Source text:
start
The consensus is that Linear Ramp feels the closest to mouse aiming but, in my experience, Linear Ramp with high sensitivity felt good for fast-paced characters. Heroes like Genji and Tracer benefit from this option to quickly turn as they dash past their target. On the other hand, Dual Zone with a low sensitivity felt great for precision characters like Cassidy.
As with everything else, mess with the settings and try to find what best fits your playstyle.
🎮 PS5 Controller Users
Side note, if you have a PS5 controller, be sure to turn on Dualsense Trigger Feedback. This turns on the haptic feedback and the trigger buttons will give information based on who you play. People have been reporting that this feature is game changing.
Best Crosshair Settings for Overwatch 2
Unfortunately, there isn’t a one-size-fits all crosshair. With Overwatch’s cast being so diverse, there are many weapon types that might like different crosshairs better. We’ll go over each weapon type to ensure you have the best Overwatch 2 crosshair settings.
end
Data extract:
start
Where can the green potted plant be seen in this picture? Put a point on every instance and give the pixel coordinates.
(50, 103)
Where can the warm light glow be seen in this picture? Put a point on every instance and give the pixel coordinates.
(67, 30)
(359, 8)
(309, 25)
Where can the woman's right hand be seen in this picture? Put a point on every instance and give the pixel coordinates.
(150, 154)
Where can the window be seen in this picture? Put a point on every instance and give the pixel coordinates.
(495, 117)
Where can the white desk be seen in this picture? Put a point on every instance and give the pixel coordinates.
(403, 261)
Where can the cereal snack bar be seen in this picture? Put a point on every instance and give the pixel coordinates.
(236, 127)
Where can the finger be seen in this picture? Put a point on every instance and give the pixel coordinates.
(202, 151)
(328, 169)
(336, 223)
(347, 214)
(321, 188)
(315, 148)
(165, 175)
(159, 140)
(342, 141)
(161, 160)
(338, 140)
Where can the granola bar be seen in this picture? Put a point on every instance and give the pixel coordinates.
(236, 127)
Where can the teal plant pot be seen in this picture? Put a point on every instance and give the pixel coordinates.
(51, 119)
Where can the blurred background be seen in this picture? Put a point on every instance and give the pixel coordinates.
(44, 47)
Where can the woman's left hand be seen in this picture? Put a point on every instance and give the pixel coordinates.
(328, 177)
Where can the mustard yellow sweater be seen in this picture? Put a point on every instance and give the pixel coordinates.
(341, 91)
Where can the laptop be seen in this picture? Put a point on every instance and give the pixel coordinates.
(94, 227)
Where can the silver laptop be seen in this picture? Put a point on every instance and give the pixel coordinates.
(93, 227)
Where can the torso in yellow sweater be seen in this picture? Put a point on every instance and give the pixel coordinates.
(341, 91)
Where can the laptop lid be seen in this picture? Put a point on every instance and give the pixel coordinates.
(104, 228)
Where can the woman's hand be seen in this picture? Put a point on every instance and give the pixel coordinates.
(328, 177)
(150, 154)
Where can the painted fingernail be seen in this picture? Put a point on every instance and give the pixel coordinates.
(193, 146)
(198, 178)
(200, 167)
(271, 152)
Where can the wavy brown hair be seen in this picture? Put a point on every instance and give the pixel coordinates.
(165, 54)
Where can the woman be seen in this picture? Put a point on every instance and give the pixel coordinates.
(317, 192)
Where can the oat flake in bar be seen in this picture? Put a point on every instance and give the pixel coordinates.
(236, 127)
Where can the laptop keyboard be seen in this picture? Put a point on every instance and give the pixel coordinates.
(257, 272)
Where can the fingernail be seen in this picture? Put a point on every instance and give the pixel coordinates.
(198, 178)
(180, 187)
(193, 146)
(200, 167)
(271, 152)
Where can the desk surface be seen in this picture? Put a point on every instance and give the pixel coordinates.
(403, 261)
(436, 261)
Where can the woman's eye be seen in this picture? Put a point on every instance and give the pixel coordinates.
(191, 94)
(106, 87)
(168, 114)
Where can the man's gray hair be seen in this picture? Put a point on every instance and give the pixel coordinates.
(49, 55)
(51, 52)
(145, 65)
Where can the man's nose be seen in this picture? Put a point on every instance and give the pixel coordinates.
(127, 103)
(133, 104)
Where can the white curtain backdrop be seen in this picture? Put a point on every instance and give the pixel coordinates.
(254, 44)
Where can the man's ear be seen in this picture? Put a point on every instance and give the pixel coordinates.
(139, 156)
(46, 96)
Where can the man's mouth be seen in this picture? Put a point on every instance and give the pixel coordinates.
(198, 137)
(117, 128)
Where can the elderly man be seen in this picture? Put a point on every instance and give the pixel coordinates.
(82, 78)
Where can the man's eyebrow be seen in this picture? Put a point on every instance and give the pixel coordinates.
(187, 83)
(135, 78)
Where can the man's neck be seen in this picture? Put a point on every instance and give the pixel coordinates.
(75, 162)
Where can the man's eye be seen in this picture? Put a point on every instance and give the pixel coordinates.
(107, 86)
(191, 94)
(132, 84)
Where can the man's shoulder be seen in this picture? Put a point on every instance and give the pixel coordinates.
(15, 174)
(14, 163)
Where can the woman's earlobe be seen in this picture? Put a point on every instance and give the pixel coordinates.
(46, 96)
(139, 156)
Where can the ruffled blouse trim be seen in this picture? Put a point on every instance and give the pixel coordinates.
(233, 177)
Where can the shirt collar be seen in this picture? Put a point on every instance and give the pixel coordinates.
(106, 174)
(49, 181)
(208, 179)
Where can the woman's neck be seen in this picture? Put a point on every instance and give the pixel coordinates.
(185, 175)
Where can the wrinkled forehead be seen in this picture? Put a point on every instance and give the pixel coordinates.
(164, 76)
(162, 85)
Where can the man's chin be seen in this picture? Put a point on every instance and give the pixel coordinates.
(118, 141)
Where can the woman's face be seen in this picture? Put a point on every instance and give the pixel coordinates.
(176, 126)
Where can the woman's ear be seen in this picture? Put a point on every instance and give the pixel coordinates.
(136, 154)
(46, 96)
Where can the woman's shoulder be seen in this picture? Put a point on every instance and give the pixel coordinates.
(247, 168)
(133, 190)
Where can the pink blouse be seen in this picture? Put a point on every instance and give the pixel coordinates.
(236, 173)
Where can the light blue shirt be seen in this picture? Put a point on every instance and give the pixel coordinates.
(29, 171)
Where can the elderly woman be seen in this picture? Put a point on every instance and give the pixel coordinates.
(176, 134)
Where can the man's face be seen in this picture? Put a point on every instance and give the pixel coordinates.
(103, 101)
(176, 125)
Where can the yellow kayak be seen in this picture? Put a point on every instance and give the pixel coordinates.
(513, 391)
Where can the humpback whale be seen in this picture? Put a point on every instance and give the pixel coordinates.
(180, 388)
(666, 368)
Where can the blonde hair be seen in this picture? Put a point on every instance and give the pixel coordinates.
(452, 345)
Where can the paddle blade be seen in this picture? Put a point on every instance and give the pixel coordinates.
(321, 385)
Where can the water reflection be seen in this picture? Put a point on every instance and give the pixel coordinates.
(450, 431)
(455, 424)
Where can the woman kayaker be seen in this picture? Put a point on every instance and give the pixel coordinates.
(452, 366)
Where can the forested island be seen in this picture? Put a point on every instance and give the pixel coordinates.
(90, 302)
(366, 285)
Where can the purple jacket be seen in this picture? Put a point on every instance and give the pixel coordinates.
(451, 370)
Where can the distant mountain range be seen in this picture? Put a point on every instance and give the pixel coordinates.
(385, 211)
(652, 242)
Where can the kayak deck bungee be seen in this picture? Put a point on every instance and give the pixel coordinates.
end
Written request: In the Overwatch 2 settings text, set down word for word the portion starting with "Best Crosshair Settings" and going on through "2 crosshair settings.".

Response for this exercise:
Best Crosshair Settings for Overwatch 2
Unfortunately, there isn’t a one-size-fits all crosshair. With Overwatch’s cast being so diverse, there are many weapon types that might like different crosshairs better. We’ll go over each weapon type to ensure you have the best Overwatch 2 crosshair settings.